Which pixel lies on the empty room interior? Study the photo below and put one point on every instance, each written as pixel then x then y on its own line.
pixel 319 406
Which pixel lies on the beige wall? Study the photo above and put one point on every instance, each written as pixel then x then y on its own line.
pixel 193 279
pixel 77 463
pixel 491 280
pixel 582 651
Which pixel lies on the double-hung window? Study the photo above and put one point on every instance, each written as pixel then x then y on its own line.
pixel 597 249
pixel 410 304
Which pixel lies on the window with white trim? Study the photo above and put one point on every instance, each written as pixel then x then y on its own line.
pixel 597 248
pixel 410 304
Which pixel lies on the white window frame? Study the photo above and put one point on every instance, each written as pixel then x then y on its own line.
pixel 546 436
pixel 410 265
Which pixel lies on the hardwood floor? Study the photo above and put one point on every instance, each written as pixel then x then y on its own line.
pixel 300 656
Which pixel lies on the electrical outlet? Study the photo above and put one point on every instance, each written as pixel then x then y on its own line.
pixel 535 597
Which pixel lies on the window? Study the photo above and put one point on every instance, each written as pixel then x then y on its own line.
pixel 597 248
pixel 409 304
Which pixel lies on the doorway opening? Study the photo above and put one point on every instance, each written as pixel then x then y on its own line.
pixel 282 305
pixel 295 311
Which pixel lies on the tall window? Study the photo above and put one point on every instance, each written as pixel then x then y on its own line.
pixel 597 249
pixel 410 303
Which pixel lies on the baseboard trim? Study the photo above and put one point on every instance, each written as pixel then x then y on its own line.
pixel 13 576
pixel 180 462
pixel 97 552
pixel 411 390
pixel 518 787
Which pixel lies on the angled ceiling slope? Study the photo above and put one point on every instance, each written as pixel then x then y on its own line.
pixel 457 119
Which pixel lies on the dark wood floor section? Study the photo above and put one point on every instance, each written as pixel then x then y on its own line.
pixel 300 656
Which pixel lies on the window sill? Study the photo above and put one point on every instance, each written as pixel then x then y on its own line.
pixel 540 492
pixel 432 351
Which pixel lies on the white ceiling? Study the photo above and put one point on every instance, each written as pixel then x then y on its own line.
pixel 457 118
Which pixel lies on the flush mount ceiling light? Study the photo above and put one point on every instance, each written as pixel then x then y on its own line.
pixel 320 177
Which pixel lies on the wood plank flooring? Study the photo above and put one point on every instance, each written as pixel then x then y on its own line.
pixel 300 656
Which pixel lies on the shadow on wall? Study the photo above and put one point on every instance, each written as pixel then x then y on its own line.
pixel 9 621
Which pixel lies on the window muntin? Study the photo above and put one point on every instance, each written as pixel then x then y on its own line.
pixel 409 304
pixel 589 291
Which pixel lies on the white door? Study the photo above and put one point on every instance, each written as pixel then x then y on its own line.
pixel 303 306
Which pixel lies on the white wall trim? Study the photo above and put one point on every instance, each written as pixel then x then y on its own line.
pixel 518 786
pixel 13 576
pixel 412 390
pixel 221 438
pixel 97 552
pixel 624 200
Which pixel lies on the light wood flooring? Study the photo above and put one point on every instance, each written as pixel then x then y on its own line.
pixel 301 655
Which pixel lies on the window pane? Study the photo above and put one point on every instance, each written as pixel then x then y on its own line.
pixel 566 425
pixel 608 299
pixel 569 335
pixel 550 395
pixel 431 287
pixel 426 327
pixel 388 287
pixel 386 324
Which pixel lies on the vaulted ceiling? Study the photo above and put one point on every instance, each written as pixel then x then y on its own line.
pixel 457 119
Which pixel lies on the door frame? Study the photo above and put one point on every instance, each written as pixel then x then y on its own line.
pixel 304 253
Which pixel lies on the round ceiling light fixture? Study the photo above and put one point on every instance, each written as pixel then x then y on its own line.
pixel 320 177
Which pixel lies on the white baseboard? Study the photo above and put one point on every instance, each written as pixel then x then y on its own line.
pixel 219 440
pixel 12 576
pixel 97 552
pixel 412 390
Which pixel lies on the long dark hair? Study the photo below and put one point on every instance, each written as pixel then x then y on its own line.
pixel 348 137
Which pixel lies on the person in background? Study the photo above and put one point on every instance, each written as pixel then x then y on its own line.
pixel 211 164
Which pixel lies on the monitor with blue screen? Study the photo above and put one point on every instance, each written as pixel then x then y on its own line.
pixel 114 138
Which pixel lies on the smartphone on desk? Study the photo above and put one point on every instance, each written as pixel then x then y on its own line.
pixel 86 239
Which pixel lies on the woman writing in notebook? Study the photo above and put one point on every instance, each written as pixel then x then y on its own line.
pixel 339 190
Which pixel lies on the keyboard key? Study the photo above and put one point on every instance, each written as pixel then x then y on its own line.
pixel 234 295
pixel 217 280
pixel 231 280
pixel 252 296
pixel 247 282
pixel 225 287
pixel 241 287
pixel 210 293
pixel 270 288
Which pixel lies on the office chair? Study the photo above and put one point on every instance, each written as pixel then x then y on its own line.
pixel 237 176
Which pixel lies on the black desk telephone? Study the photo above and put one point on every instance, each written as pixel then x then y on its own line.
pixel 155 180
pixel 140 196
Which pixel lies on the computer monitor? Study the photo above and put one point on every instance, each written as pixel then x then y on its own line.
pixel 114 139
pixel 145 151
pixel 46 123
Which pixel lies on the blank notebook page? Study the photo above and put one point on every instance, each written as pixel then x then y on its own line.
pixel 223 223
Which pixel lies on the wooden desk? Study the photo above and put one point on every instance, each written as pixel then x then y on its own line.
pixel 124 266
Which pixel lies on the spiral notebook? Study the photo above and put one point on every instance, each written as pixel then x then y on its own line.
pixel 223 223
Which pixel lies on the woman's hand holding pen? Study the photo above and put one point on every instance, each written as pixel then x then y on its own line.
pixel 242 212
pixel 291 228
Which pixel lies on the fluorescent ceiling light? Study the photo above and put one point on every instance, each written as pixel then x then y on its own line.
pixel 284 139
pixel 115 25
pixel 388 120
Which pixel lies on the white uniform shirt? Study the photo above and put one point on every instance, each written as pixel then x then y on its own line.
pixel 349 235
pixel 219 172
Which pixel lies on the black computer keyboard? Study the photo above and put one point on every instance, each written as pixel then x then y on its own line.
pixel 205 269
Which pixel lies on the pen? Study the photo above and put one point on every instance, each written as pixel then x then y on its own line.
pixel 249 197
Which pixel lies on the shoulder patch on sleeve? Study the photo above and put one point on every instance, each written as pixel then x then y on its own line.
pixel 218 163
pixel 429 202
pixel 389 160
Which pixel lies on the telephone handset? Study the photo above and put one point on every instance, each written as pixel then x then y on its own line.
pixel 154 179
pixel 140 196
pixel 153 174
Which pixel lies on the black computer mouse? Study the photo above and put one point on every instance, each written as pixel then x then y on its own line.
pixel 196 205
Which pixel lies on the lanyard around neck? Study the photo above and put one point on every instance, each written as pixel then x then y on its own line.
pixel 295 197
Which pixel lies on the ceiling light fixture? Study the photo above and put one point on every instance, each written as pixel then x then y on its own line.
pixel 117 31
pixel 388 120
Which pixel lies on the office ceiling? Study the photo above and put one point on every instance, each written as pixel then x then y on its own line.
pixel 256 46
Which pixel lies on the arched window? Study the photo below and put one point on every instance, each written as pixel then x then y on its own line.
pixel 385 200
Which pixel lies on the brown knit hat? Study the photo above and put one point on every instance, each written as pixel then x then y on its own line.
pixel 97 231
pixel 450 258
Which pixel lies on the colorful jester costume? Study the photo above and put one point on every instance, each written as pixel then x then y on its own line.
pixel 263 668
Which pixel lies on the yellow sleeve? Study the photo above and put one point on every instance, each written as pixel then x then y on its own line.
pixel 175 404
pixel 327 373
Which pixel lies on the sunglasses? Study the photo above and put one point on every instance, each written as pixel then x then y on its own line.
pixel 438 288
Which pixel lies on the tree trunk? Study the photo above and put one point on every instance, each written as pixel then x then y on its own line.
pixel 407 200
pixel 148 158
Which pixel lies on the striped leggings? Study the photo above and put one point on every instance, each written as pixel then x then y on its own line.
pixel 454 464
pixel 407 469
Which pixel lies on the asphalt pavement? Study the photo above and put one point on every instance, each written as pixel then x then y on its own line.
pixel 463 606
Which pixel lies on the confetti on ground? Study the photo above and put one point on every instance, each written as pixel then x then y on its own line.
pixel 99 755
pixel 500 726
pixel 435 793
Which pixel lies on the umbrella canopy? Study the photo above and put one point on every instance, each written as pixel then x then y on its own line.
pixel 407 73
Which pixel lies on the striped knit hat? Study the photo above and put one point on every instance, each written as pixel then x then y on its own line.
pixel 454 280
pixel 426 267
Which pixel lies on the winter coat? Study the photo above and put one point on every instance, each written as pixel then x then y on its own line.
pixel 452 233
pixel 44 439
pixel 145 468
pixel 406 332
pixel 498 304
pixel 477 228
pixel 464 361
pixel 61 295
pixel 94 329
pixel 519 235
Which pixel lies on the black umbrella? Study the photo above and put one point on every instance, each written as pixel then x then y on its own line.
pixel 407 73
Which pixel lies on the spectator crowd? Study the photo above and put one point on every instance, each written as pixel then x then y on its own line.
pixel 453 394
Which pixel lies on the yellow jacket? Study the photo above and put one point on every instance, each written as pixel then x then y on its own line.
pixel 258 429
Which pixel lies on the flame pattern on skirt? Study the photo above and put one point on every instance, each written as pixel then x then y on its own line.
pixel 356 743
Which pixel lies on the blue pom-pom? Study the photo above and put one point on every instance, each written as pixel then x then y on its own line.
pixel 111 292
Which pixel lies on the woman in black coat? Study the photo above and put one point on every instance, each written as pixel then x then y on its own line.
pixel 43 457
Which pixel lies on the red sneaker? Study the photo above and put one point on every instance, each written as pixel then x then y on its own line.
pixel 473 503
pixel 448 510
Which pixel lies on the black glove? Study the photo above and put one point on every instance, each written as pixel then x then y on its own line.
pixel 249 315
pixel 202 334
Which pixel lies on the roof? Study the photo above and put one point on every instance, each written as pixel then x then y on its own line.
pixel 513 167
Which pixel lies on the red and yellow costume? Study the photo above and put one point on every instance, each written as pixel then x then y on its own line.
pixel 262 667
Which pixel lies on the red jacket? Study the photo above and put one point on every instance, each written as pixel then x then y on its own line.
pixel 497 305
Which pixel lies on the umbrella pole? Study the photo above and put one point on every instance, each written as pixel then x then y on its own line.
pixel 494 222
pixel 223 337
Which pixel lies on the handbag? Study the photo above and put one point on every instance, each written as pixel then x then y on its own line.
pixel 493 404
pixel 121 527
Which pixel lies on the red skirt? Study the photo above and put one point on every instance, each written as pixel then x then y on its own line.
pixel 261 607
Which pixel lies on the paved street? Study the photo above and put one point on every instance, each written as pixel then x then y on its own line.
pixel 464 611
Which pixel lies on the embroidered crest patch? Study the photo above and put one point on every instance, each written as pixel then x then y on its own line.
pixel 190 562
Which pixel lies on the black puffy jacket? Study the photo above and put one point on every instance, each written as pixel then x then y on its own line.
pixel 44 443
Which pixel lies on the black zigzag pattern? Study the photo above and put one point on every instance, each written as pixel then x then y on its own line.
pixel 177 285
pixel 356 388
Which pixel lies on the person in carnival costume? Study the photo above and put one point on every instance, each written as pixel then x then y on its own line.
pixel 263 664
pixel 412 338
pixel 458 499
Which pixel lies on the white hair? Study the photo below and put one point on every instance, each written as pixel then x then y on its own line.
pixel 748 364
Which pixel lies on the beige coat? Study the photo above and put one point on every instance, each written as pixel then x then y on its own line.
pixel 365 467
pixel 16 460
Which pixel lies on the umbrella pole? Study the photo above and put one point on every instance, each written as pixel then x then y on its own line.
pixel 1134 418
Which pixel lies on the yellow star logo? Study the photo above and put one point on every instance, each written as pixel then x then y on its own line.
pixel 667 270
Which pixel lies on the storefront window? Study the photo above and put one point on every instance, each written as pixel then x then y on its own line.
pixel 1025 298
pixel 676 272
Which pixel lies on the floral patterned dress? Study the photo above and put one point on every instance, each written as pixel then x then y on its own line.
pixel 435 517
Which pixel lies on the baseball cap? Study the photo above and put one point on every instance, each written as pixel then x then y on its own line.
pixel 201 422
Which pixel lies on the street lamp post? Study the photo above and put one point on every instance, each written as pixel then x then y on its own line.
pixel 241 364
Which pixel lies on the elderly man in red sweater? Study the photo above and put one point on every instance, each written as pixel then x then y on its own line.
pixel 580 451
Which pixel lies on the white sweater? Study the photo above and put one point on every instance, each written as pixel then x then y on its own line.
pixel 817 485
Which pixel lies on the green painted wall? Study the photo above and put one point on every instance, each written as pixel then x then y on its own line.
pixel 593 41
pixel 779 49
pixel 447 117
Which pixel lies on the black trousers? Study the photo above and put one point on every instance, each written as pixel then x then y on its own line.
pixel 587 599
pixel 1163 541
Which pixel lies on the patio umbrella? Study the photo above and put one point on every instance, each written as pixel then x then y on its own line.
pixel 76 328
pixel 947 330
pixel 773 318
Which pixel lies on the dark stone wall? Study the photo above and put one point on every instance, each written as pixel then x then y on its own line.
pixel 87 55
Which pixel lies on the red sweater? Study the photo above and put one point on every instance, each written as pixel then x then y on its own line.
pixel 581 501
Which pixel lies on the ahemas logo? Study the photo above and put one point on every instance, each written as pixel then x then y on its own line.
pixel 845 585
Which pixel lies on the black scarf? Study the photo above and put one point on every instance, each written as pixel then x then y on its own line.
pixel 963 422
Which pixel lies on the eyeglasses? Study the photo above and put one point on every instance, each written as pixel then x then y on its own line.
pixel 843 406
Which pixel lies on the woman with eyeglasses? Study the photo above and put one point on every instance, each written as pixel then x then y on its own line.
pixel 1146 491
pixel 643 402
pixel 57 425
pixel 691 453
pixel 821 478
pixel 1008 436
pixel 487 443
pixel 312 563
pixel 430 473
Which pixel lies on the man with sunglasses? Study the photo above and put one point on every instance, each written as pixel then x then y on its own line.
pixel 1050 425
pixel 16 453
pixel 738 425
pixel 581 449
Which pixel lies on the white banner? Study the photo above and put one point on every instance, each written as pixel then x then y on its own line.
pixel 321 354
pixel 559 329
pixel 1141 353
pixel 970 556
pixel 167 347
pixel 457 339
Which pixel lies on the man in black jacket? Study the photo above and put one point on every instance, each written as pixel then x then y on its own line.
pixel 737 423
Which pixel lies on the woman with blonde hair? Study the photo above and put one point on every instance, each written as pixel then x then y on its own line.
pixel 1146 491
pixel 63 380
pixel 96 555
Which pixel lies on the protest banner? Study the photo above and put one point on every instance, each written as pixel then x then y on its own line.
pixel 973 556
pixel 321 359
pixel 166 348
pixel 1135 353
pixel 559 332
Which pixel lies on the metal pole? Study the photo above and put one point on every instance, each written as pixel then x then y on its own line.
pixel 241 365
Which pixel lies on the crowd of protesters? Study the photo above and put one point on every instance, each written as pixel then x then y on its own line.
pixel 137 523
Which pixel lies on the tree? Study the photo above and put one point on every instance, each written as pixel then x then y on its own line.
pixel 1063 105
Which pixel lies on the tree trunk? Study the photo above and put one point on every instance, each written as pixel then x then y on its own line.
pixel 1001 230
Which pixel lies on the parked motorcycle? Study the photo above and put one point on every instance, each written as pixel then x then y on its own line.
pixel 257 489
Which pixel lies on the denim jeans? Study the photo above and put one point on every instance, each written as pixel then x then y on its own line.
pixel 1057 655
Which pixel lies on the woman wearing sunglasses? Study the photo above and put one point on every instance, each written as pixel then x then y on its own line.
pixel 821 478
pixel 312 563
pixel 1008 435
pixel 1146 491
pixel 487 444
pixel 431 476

--

* **Do this**
Express the rows from the start of the records through the line containing "pixel 319 406" as a Markdown table, leaving out blank lines. Use the column names Number and Line.

* **Answer for the task**
| Number | Line |
|---|---|
| 1 | Which pixel lies on the empty room interior? Study the photo below and put one point on every instance, each written as pixel then x then y on its own line. |
| 2 | pixel 319 406 |